==== GIVEN RECORDS ====
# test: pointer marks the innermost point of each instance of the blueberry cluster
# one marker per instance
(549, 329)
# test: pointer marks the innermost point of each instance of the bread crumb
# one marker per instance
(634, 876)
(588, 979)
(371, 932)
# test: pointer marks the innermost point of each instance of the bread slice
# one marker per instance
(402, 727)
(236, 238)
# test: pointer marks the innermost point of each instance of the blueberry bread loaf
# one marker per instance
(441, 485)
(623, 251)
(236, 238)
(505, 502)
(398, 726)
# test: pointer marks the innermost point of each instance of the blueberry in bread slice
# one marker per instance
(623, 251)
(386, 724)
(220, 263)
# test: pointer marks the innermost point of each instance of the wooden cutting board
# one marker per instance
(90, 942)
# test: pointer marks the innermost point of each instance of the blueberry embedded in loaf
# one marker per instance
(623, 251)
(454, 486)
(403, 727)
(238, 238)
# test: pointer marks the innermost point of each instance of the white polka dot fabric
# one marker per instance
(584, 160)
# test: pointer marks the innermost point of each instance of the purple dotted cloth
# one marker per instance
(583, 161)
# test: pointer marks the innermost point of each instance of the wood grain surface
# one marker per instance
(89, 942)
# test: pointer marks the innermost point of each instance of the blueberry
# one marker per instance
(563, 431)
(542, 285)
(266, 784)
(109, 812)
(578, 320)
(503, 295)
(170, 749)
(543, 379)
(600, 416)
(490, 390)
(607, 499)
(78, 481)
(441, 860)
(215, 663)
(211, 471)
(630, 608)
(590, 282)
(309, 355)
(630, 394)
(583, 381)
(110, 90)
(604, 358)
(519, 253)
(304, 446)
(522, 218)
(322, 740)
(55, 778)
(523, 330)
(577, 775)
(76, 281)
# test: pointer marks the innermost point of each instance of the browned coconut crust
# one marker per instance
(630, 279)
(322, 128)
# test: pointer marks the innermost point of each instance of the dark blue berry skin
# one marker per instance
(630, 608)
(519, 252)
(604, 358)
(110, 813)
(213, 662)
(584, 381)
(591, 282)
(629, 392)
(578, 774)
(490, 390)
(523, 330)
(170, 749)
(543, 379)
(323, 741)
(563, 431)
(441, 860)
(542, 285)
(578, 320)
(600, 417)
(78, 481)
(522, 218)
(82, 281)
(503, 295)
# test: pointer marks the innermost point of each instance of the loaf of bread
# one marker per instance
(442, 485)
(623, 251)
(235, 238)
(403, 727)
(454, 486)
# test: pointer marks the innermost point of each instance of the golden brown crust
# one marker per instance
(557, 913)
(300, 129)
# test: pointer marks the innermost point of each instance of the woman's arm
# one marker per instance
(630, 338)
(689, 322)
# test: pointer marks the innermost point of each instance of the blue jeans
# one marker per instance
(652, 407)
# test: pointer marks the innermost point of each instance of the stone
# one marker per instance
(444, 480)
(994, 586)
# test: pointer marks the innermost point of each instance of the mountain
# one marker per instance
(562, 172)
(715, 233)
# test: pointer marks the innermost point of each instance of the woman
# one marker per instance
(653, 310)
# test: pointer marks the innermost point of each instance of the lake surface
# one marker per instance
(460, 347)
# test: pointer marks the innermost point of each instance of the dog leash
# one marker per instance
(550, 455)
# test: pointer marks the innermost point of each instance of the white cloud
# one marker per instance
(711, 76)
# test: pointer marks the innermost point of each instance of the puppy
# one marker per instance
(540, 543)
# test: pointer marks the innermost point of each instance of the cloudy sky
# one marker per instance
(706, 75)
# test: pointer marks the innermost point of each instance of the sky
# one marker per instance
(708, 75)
====
SHORT PROBLEM: From the listing above, reproduce all the lines exactly.

THE REPLY:
# test: pointer marks the innermost point of each instance of the blueberry cluster
# one marker per instance
(549, 329)
# test: pointer marks the innermost point of each instance of the bread crumb
# one marker per instance
(634, 876)
(588, 979)
(371, 932)
# test: pointer marks the innermost point of each instance of the bread slice
# one marker per instance
(402, 727)
(236, 238)
# test: pointer marks the innermost point of each instance of the blueberry bread loaf
# one marker per instance
(441, 485)
(623, 251)
(236, 238)
(505, 502)
(398, 726)
# test: pointer marks the innermost point of each instance of the blueberry in bread slice
# one marker per instance
(623, 251)
(386, 724)
(220, 263)
# test: pointer marks the innermost point of each instance of the wooden cutting board
# one marker per instance
(90, 942)
# test: pointer marks the innermost point of each instance of the blueberry embedded in loaf
# one marker per instance
(623, 251)
(454, 486)
(403, 727)
(238, 238)
# test: pointer marks the innermost point of each instance of the white polka dot fabric
# one marker per instance
(584, 160)
# test: pointer marks the innermost point of each instance of the purple dotted cloth
# one marker per instance
(583, 161)
# test: pointer marks the innermost point of each instance of the wood grain surface
# one marker per instance
(89, 942)
# test: pointer marks the innermost point of each instance of the blueberry
# one marker per instance
(563, 431)
(542, 285)
(266, 784)
(109, 812)
(578, 320)
(503, 295)
(170, 749)
(543, 379)
(600, 416)
(490, 390)
(607, 499)
(78, 481)
(441, 860)
(215, 663)
(211, 471)
(630, 608)
(590, 282)
(309, 355)
(630, 394)
(583, 381)
(110, 90)
(604, 358)
(519, 253)
(304, 446)
(522, 218)
(322, 740)
(55, 778)
(523, 330)
(577, 775)
(76, 281)
# test: pointer marks the innermost point of each instance of the browned coconut crust
# one marker per instance
(630, 279)
(322, 128)
# test: pointer marks the innermost point of each instance of the dark blue berry skin
# one marker per instance
(630, 608)
(519, 252)
(604, 358)
(110, 813)
(213, 662)
(584, 381)
(591, 282)
(629, 392)
(578, 774)
(490, 390)
(523, 330)
(170, 749)
(543, 379)
(323, 741)
(563, 431)
(441, 860)
(542, 285)
(578, 320)
(600, 417)
(78, 481)
(522, 218)
(82, 281)
(503, 295)
# test: pointer marks the innermost point of each instance of the loaf of bread
# one marker per instance
(442, 485)
(623, 251)
(235, 238)
(403, 727)
(454, 486)
# test: pointer marks the innermost point of each instance of the golden brown crust
# one marker per instance
(557, 913)
(300, 129)
# test: pointer marks the innermost point of each instance of the woman's arm
# one marker per instance
(630, 338)
(689, 322)
# test: pointer marks the innermost point of each instance of the blue jeans
# one marker per instance
(652, 407)
# test: pointer marks the innermost point of each instance of the stone
# one marker per instance
(444, 480)
(994, 586)
# test: pointer marks the innermost point of each instance of the mountain
# one marker per instance
(562, 172)
(715, 233)
# test: pointer marks the innermost point of each instance of the woman
# one marker per instance
(653, 310)
# test: pointer marks the innermost point of each instance of the lake surface
# one marker per instance
(460, 347)
# test: pointer marks the innermost point of each instance of the dog leash
# one marker per instance
(550, 455)
# test: pointer marks the innermost point of each instance of the white cloud
# one marker per instance
(711, 76)
# test: pointer marks the innermost point of each instance of the puppy
# one marker per instance
(540, 543)
# test: pointer marks the innermost point of each instance of the cloudy sky
# one marker per instance
(706, 75)
# test: pointer marks the innermost point of each instance of the sky
# one marker per instance
(708, 75)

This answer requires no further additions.